**STATED PROBLEM:**
Locate every line below that contains the string "plaque" and copy each one out in full. Case counts when matching.

**ITEMS:**
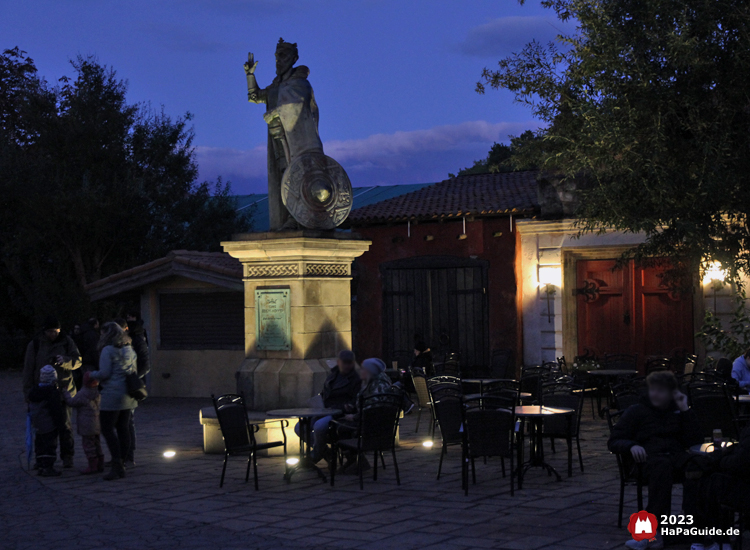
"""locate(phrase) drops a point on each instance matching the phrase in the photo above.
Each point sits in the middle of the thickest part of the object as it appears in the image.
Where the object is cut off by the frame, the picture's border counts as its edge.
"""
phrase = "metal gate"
(444, 299)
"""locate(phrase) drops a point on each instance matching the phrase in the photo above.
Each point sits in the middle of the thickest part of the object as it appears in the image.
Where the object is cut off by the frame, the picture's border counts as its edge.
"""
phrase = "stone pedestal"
(310, 273)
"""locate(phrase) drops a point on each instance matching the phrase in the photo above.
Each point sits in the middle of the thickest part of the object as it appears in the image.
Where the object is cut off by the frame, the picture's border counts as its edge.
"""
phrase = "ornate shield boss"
(316, 191)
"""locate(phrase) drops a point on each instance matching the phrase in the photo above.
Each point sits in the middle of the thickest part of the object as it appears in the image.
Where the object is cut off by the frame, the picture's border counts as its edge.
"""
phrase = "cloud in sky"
(381, 159)
(508, 34)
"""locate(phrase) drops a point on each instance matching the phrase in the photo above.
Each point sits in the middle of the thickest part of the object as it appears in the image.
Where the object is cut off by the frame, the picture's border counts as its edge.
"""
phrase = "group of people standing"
(87, 372)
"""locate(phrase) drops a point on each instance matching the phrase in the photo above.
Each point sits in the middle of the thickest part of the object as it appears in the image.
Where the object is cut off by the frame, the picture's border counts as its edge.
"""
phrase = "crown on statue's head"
(288, 46)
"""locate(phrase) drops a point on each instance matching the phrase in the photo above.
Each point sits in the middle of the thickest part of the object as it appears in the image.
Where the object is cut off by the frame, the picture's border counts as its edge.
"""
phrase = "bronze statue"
(302, 181)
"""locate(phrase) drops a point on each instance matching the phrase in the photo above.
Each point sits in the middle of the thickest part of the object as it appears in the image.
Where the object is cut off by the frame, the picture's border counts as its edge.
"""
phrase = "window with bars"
(202, 320)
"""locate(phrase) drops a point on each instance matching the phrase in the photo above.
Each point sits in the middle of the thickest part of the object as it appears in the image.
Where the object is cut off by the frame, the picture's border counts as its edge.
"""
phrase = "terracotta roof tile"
(216, 262)
(473, 195)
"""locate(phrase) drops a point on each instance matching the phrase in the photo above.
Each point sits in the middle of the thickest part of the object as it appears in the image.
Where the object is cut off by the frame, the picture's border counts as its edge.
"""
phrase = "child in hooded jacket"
(86, 401)
(48, 418)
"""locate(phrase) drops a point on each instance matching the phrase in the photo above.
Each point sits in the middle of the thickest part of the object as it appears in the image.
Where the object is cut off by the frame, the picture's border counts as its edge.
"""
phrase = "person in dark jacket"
(133, 326)
(339, 392)
(52, 347)
(657, 433)
(89, 342)
(48, 419)
(725, 490)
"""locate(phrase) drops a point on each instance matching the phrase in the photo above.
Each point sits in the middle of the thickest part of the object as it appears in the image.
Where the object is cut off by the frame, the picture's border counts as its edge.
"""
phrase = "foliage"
(731, 342)
(647, 103)
(505, 158)
(92, 185)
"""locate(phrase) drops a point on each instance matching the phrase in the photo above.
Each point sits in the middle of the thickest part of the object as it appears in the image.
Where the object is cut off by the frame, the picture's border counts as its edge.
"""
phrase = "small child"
(48, 418)
(87, 402)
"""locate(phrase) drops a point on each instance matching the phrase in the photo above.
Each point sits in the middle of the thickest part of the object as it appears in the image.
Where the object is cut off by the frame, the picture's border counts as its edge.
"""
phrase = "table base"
(536, 460)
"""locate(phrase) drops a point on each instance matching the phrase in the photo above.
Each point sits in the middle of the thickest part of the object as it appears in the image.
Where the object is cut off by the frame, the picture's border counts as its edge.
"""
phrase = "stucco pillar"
(297, 311)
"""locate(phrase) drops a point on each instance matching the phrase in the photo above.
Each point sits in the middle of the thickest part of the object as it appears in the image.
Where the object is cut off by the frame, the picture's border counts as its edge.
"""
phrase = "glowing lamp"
(549, 279)
(714, 275)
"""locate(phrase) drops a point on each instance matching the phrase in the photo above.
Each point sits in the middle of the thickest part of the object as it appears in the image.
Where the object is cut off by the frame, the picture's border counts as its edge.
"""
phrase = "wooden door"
(630, 310)
(604, 301)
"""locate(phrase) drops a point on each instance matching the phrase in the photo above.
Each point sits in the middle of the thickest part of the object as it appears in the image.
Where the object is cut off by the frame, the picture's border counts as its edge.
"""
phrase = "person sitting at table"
(374, 381)
(741, 371)
(657, 432)
(725, 491)
(339, 392)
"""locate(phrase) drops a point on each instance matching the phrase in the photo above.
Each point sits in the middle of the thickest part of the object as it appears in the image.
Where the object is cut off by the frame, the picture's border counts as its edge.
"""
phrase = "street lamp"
(714, 278)
(549, 279)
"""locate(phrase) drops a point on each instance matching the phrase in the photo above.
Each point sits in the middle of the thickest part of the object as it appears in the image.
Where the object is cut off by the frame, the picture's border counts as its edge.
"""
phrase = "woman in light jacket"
(117, 359)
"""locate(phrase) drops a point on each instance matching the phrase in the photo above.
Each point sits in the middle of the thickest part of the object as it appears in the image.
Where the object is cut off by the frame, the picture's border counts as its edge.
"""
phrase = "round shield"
(316, 191)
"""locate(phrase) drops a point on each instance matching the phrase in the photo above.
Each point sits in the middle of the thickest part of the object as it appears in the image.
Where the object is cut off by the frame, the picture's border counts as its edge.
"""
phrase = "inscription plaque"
(272, 320)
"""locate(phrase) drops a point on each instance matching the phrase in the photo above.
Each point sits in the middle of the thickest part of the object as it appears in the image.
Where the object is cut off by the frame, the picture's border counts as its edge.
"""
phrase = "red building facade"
(442, 265)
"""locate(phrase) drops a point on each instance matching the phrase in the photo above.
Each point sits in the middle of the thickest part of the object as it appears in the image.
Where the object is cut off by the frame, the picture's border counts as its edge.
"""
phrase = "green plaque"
(273, 331)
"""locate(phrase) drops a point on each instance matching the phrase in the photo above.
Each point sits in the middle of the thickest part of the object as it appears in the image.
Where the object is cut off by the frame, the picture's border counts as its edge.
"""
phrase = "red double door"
(630, 310)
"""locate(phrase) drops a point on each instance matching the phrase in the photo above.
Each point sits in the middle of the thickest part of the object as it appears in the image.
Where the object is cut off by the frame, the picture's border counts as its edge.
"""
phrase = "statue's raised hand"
(250, 64)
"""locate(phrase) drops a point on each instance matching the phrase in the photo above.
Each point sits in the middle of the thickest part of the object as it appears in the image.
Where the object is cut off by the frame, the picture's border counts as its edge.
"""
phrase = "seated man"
(657, 432)
(741, 371)
(374, 381)
(729, 487)
(339, 392)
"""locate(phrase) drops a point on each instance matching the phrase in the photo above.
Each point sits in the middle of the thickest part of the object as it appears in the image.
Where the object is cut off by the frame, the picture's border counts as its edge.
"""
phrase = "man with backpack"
(52, 347)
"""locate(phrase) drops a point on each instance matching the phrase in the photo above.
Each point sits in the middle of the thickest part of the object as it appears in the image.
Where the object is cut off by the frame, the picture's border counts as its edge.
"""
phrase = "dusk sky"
(394, 79)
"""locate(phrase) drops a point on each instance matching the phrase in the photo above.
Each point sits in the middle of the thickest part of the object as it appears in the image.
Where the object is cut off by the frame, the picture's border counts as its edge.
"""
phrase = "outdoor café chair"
(488, 432)
(376, 433)
(449, 415)
(656, 364)
(501, 364)
(239, 433)
(714, 407)
(631, 473)
(625, 395)
(567, 396)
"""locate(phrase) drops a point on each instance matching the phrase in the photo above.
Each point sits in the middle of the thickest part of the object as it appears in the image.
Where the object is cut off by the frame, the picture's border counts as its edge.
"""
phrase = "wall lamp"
(550, 279)
(714, 278)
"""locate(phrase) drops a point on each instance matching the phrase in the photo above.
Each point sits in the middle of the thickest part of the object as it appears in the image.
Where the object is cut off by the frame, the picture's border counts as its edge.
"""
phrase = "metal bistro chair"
(656, 364)
(569, 396)
(532, 379)
(239, 433)
(449, 414)
(488, 432)
(378, 425)
(715, 409)
(424, 400)
(631, 473)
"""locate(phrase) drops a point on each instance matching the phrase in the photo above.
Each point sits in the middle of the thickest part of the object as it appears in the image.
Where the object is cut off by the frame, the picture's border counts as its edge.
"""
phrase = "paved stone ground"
(171, 503)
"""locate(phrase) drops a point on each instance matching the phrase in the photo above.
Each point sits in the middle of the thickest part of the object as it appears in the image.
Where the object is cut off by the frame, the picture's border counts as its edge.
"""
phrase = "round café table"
(306, 417)
(521, 395)
(480, 382)
(606, 375)
(536, 414)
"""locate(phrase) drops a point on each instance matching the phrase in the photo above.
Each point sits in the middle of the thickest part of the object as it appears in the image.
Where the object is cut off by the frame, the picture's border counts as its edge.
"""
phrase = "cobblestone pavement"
(177, 503)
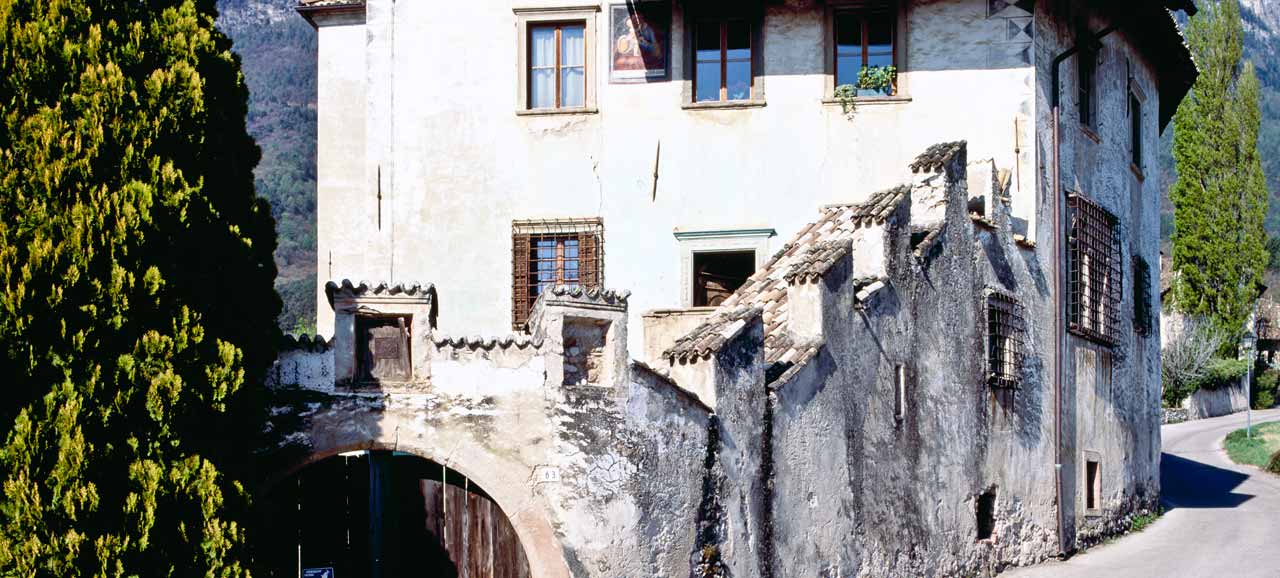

**THE ANSWER:**
phrase = "inscription plaque"
phrase = "green plaque"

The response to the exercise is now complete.